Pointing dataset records
•••••

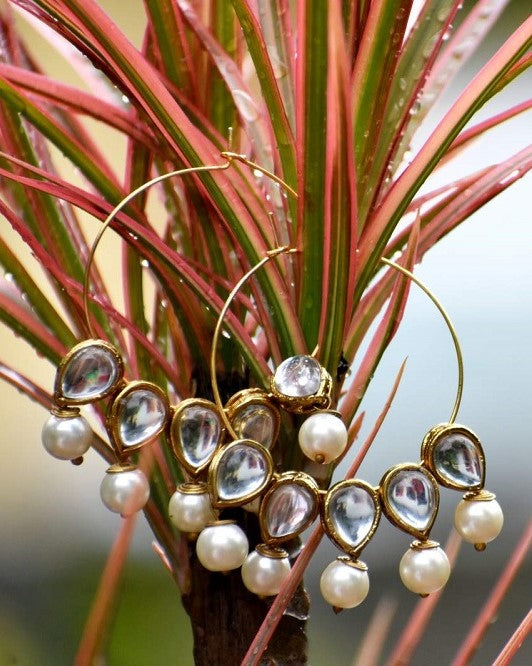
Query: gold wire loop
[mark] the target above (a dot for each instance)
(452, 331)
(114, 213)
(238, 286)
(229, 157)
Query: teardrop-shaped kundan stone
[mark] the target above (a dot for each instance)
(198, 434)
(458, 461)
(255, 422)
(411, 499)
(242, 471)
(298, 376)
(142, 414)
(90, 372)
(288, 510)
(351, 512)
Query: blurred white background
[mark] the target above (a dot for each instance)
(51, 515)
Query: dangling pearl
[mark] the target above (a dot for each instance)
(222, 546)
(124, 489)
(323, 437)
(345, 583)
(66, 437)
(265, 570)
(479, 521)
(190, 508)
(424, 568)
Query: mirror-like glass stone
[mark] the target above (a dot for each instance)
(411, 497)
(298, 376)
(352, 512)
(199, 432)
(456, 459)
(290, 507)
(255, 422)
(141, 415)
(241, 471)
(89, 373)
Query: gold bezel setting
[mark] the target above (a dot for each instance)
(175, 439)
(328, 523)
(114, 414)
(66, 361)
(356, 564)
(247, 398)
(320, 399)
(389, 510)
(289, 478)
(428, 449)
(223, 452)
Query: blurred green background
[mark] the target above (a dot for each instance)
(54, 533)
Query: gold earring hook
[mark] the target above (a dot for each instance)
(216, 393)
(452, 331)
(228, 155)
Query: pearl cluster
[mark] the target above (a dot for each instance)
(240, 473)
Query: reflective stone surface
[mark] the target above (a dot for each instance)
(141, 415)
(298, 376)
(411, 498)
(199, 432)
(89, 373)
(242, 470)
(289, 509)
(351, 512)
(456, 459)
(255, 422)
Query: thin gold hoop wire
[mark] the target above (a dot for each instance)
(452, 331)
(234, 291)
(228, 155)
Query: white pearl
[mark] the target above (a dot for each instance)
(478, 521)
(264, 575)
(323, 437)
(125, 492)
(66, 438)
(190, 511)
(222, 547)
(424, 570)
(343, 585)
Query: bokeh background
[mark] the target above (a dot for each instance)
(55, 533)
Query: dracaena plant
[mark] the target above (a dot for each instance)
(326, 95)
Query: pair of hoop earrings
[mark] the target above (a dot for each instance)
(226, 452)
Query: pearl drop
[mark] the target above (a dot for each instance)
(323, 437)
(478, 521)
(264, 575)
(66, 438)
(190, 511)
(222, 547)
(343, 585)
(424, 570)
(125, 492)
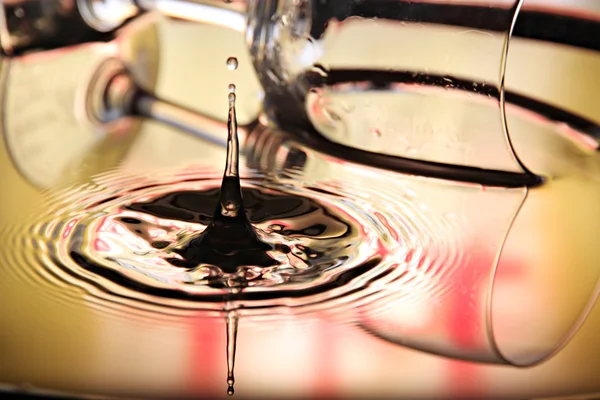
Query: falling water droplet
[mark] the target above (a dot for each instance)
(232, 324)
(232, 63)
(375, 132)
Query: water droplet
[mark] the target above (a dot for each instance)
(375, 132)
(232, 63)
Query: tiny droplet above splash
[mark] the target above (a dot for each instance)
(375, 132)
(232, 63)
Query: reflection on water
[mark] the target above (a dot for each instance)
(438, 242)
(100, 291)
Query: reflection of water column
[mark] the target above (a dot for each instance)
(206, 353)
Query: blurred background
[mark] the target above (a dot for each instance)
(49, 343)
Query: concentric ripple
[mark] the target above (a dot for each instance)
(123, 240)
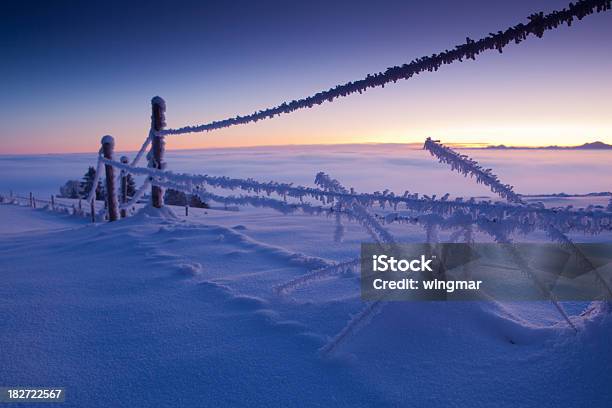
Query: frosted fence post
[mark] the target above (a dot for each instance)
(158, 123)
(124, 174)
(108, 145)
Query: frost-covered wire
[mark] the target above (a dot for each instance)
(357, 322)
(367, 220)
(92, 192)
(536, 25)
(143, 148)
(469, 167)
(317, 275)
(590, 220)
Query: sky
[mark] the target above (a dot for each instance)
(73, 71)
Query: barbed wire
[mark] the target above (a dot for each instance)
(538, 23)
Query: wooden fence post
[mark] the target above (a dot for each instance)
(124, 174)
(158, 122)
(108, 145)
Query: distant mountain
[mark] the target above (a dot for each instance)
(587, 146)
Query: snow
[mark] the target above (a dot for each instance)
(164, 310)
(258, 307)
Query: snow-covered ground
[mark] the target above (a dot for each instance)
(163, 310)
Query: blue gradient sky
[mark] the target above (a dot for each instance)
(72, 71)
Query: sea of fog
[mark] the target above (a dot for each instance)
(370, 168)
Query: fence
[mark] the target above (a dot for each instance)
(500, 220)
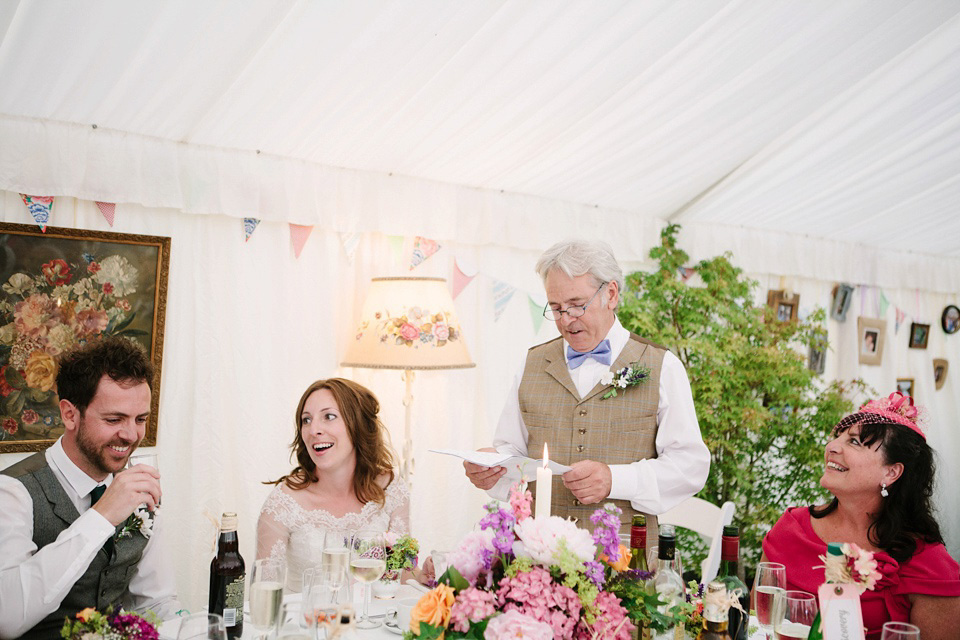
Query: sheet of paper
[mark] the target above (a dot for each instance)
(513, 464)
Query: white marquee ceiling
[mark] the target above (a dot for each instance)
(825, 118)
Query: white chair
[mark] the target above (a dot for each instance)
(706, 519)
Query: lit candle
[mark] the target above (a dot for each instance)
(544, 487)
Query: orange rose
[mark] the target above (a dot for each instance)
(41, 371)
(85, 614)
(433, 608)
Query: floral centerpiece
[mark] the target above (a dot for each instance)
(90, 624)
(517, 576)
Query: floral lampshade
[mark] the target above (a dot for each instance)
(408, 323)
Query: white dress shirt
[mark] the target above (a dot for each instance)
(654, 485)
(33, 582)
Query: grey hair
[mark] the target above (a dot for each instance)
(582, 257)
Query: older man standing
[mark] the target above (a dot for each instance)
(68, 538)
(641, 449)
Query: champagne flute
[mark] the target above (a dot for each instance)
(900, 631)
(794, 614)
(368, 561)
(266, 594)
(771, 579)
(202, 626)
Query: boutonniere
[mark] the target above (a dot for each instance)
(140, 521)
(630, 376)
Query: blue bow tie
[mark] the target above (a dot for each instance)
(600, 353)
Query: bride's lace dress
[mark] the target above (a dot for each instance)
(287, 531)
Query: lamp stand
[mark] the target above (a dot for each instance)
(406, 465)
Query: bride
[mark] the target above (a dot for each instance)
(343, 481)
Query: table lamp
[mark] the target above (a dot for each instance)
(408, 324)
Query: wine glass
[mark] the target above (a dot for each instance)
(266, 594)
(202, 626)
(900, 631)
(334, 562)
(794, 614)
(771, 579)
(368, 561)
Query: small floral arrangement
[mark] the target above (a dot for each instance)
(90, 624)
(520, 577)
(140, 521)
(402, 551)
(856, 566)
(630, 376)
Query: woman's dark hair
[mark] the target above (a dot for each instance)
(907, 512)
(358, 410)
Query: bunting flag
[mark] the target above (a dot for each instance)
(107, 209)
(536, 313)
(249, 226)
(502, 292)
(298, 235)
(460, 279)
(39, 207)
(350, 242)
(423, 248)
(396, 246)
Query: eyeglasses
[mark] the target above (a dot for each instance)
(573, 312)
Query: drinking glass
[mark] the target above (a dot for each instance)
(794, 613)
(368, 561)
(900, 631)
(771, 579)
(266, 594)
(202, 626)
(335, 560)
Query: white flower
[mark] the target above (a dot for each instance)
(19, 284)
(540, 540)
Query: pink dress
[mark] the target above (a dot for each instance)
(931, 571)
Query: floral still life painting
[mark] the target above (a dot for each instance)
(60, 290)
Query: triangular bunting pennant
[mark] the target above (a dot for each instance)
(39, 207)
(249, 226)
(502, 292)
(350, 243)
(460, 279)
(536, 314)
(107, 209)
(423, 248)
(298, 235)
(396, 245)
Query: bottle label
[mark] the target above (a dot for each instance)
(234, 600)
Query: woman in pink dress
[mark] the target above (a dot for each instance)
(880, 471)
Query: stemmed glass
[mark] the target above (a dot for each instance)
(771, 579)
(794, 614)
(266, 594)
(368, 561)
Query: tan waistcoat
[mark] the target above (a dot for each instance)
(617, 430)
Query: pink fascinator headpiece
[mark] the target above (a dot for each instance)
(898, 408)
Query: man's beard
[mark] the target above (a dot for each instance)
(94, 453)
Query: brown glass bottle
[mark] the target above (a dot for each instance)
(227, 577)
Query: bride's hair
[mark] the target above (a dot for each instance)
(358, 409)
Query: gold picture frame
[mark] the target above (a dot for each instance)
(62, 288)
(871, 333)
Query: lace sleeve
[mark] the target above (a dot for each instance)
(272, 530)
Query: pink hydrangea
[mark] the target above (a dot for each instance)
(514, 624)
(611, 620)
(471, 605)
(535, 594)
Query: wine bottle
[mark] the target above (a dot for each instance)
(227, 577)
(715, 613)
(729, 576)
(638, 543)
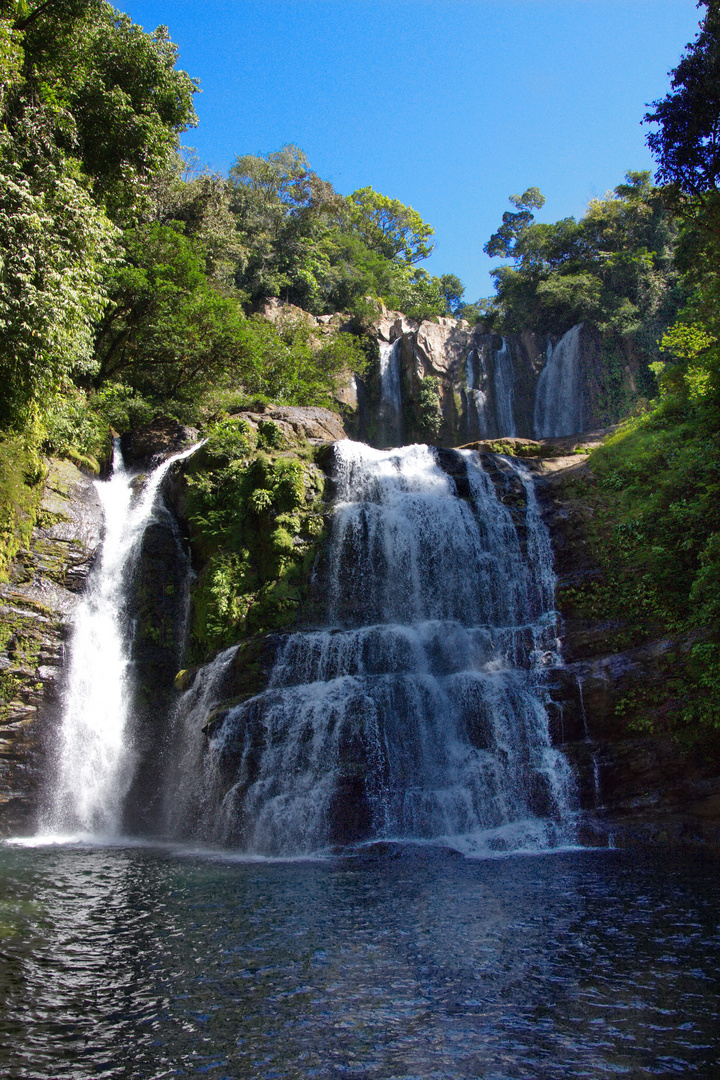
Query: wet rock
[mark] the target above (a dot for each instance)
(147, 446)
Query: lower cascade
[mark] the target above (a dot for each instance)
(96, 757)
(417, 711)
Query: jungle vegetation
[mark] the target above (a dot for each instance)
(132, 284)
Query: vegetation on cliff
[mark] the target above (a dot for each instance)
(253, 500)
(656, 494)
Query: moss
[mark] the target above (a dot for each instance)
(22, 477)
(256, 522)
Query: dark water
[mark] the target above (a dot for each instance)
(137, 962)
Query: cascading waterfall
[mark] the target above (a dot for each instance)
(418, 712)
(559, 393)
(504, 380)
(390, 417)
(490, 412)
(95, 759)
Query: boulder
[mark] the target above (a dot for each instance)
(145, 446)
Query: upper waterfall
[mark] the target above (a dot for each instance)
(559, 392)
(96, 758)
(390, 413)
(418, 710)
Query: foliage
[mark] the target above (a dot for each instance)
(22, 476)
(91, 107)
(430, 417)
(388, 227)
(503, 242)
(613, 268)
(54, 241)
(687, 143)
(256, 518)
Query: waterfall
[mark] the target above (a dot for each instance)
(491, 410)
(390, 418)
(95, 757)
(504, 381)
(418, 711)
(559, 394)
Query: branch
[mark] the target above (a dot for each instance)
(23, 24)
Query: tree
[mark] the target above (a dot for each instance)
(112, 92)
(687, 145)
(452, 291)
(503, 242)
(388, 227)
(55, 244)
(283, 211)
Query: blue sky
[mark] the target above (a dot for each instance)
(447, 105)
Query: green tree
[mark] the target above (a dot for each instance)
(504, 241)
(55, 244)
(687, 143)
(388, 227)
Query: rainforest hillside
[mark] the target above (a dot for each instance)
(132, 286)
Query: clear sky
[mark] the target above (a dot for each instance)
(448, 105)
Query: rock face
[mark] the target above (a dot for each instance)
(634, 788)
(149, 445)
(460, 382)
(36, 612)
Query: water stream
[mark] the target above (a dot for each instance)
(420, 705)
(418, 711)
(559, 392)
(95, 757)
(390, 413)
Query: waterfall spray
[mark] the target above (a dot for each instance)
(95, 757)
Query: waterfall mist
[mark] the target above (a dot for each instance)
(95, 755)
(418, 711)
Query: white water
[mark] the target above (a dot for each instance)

•••••

Copy exactly the line containing "Query: cascading waterfall" and every line after it, ending with the last line of the records above.

Answer to the task ▸
Query: cascading waterfall
[mark] the target above (a dot for each instance)
(418, 712)
(559, 393)
(504, 380)
(390, 417)
(490, 412)
(95, 759)
Query: boulder
[mark] the target above (a dot for each instance)
(145, 446)
Query: upper waterfall
[mark] the target above (a dot for each instance)
(559, 392)
(96, 758)
(390, 413)
(418, 710)
Query: foliage
[mark] the target above (a dot for each instance)
(22, 476)
(91, 107)
(430, 417)
(388, 227)
(503, 242)
(613, 268)
(54, 241)
(687, 143)
(256, 518)
Query: waterfall
[mark] the target above (a dot for each instance)
(491, 410)
(390, 418)
(95, 757)
(504, 381)
(418, 711)
(559, 394)
Query: branch
[mark] the target above (a dot for each instance)
(23, 24)
Query: tree
[mark] the target above (a dot for each instance)
(112, 92)
(687, 145)
(452, 291)
(503, 242)
(388, 227)
(55, 244)
(283, 211)
Query: blue sky
[mark] the target above (a dot for each instance)
(447, 105)
Query: green tree
[mark] the target above (a dot for each instance)
(504, 241)
(55, 244)
(687, 143)
(388, 227)
Query: rainforest hillside
[mark] the target above (a dot for each instance)
(132, 286)
Query: clear sky
[mark] the target above (a dot for each instance)
(448, 105)
Query: rock face
[mark] the target above (a dot for each instance)
(634, 788)
(149, 445)
(460, 382)
(36, 612)
Query: water stream
[mark] the target above (a dot for each instance)
(420, 705)
(418, 711)
(559, 392)
(95, 757)
(390, 413)
Query: waterfall spray
[mark] the target above (a dot for each instance)
(95, 757)
Query: waterfall mist
[mark] the target above (a dot for each instance)
(95, 755)
(418, 711)
Query: white water
[mark] the target above (a dot for each instance)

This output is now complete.